#### Tasks to complete:
1 > Check (a), (b) and (c) against the devlink selftests patch reply below. Answer yes or no for each, and quote the deciding words of the patch reply exactly. (a) The patch adds 147 lines to net/core/devlink.c. (b) Michael Chan reviewed the patch. (c) The patch changes five files.
2 > In the devlink selftests patch reply below, what is the path of the new file the patch creates?
3 > Reproduce the passage of the devlink selftests patch reply between "Re: [PATCH net-next" and "by the driver.", inclusive.

* start Selected extract *

Re: [PATCH net-next v1 1/3] devlink: introduce framework for selftests

From: Jakub Kicinski
Date: Wed Jun 29 2022 - 01:06:03 EST


On Tue, 28 Jun 2022 22:12:39 +0530 Vikas Gupta wrote:
> Add a framework for running selftests.
> Framework exposes devlink commands and test suite(s) to the user
> to execute and query the supported tests by the driver.
>
> To execute tests, users can provide a test mask for executing
> group tests or standalone tests. API devlink_selftest_result_put() helps
> drivers to populate the test results along with their names.
>
> To query supported tests by device, API devlink_selftest_name_put()
> helps a driver to populate test names.
>
> Signed-off-by: Vikas Gupta <vikas.gupta@xxxxxxxxxxxx>
> Reviewed-by: Michael Chan <michael.chan@xxxxxxxxxxxx>
> Reviewed-by: Andy Gospodarek <andrew.gospodarek@xxxxxxxxxxxx>
> ---
> .../networking/devlink/devlink-selftests.rst | 39 +++++
> include/net/devlink.h | 40 +++++
> include/uapi/linux/devlink.h | 24 +++
> net/core/devlink.c | 147 ++++++++++++++++++
> 4 files changed, 250 insertions(+)
> create mode 100644 Documentation/networking/devlink/devlink-selftests.rst
>
> diff --git a/Documentation/networking/devlink/devlink-selftests.rst b/Documentation/networking/devlink/devlink-selftests.rst
> new file mode 100644
> index 000000000000..df7c8fcac9bf
> --- /dev/null
> +++ b/Documentation/networking/devlink/devlink-selftests.rst
> @@ -0,0 +1,39 @@
> +.. SPDX-License-Identifier: (GPL-2.0-only OR BSD-2-Clause)

* end Selected extract *
* start Dataset content *

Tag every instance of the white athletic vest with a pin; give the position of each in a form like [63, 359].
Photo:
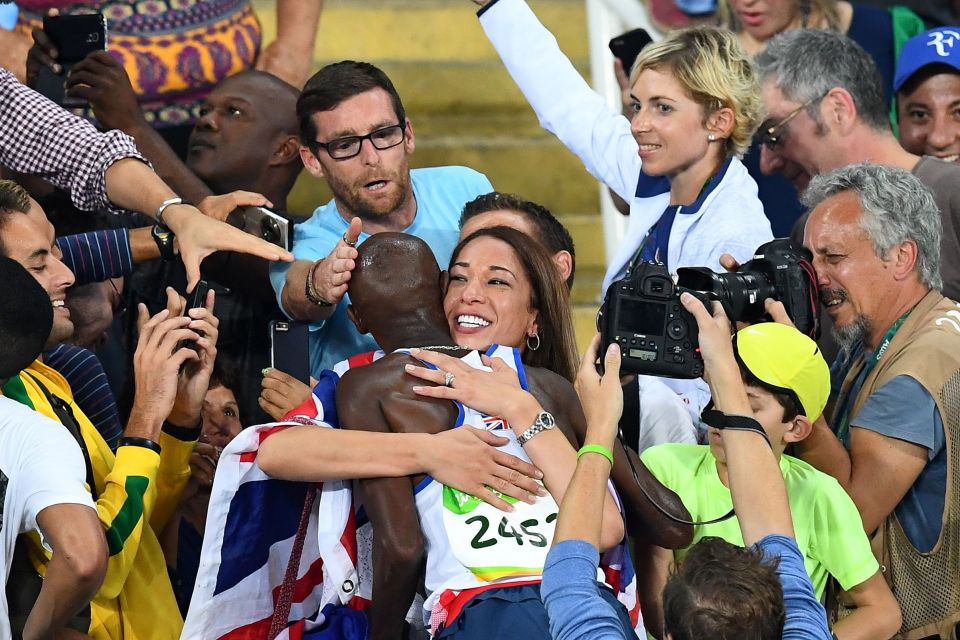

* end Dataset content *

#### Solution set:
1 >
(a) Yes: "net/core/devlink.c | 147"
(b) Yes: "Reviewed-by: Michael Chan"
(c) No: "4 files changed, 250 insertions(+)"

2 > Documentation/networking/devlink/devlink-selftests.rst

3 >
Re: [PATCH net-next v1 1/3] devlink: introduce framework for selftests

From: Jakub Kicinski
Date: Wed Jun 29 2022 - 01:06:03 EST


On Tue, 28 Jun 2022 22:12:39 +0530 Vikas Gupta wrote:
> Add a framework for running selftests.
> Framework exposes devlink commands and test suite(s) to the user
> to execute and query the supported tests by the driver.